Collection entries
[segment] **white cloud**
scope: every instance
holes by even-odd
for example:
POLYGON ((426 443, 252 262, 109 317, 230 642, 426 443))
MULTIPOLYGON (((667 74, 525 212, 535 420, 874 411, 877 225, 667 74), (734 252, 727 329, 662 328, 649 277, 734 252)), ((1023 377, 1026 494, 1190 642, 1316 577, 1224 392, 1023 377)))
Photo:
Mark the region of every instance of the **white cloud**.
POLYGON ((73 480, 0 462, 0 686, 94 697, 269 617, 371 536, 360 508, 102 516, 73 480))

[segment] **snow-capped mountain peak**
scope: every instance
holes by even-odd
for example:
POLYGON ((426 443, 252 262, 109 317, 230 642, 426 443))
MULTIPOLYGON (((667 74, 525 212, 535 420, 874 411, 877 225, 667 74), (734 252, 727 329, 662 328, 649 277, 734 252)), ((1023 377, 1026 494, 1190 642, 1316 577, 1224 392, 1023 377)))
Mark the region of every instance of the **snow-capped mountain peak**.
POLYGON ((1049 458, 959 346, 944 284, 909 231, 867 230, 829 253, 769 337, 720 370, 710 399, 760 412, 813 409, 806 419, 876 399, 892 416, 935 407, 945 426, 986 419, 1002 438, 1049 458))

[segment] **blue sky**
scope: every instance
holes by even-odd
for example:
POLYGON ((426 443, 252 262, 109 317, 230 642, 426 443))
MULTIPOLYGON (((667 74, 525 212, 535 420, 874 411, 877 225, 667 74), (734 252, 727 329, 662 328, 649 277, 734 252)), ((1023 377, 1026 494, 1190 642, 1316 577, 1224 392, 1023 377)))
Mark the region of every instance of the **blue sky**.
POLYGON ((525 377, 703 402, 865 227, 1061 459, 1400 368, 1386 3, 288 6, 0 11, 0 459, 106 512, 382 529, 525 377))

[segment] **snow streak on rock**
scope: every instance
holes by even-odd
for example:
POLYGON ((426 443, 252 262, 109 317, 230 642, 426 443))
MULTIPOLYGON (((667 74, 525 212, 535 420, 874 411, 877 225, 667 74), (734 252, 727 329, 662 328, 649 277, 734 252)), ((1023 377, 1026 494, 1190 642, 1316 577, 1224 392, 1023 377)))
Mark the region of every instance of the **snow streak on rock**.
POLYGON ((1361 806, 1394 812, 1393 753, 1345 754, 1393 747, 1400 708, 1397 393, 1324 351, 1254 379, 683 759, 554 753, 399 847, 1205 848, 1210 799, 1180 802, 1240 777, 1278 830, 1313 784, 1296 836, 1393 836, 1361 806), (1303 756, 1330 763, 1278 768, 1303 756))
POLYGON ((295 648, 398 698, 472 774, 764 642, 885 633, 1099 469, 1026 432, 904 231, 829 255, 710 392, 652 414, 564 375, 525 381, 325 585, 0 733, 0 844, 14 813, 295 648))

- Objective
Repeat every line of the records above verbatim, from the first record through the last.

- Result for this exercise
[segment] **white cloud**
scope: every instance
holes by even-odd
for example:
POLYGON ((426 443, 252 262, 109 317, 230 642, 426 443))
MULTIPOLYGON (((667 74, 525 212, 535 420, 874 411, 877 225, 667 74), (734 252, 727 329, 662 328, 649 277, 734 252)), ((1023 377, 1026 494, 1190 642, 1316 577, 1224 392, 1023 377)))
Photo:
Mark the region of every instance of the **white cloud**.
POLYGON ((73 480, 0 462, 0 686, 94 697, 269 617, 371 536, 360 508, 102 516, 73 480))

[segment] **snow-capped mountain peak**
scope: every instance
holes by even-odd
for example:
POLYGON ((426 443, 252 262, 109 317, 230 642, 426 443))
MULTIPOLYGON (((667 74, 525 212, 535 420, 874 411, 877 225, 667 74), (734 252, 727 329, 662 328, 649 277, 734 252)), ((1023 377, 1026 494, 1190 642, 1316 577, 1224 392, 1023 377)))
Mark the region of every instance of the **snow-capped mountain peak**.
POLYGON ((1049 458, 959 346, 944 284, 909 231, 867 230, 829 253, 769 337, 720 370, 710 399, 760 412, 813 409, 806 419, 876 399, 892 416, 935 407, 945 426, 986 419, 1002 438, 1049 458))

[segment] **blue sky**
scope: every instance
holes by even-odd
for example:
POLYGON ((426 443, 252 262, 109 317, 230 642, 426 443))
MULTIPOLYGON (((667 74, 525 212, 535 420, 874 411, 877 225, 667 74), (734 252, 727 329, 662 328, 649 277, 734 252)), ((1023 377, 1026 494, 1190 642, 1316 577, 1224 392, 1023 377)))
Mark the region of every instance of the **blue sky**.
POLYGON ((525 377, 703 402, 865 227, 1061 459, 1400 368, 1386 3, 288 6, 0 11, 0 459, 106 512, 382 529, 525 377))

[segment] **snow streak on rock**
scope: every instance
holes by even-odd
for example:
POLYGON ((426 443, 252 262, 109 317, 230 642, 426 443))
MULTIPOLYGON (((667 74, 525 212, 535 420, 874 411, 877 225, 667 74), (734 252, 727 329, 662 328, 649 277, 734 252)), ((1023 377, 1026 494, 1190 642, 1316 577, 1224 392, 1023 377)))
Mark the region of every instance of the **snow streak on rock**.
POLYGON ((1361 806, 1394 812, 1393 753, 1345 754, 1393 747, 1400 708, 1397 393, 1324 351, 1254 379, 683 759, 554 753, 399 847, 1205 848, 1210 799, 1180 802, 1240 777, 1278 830, 1313 784, 1296 836, 1393 836, 1361 806), (1303 756, 1330 763, 1278 768, 1303 756))
POLYGON ((295 648, 398 698, 472 774, 764 642, 885 633, 1099 469, 1026 432, 904 231, 829 255, 710 392, 652 414, 564 375, 525 381, 325 585, 0 733, 0 844, 14 813, 295 648))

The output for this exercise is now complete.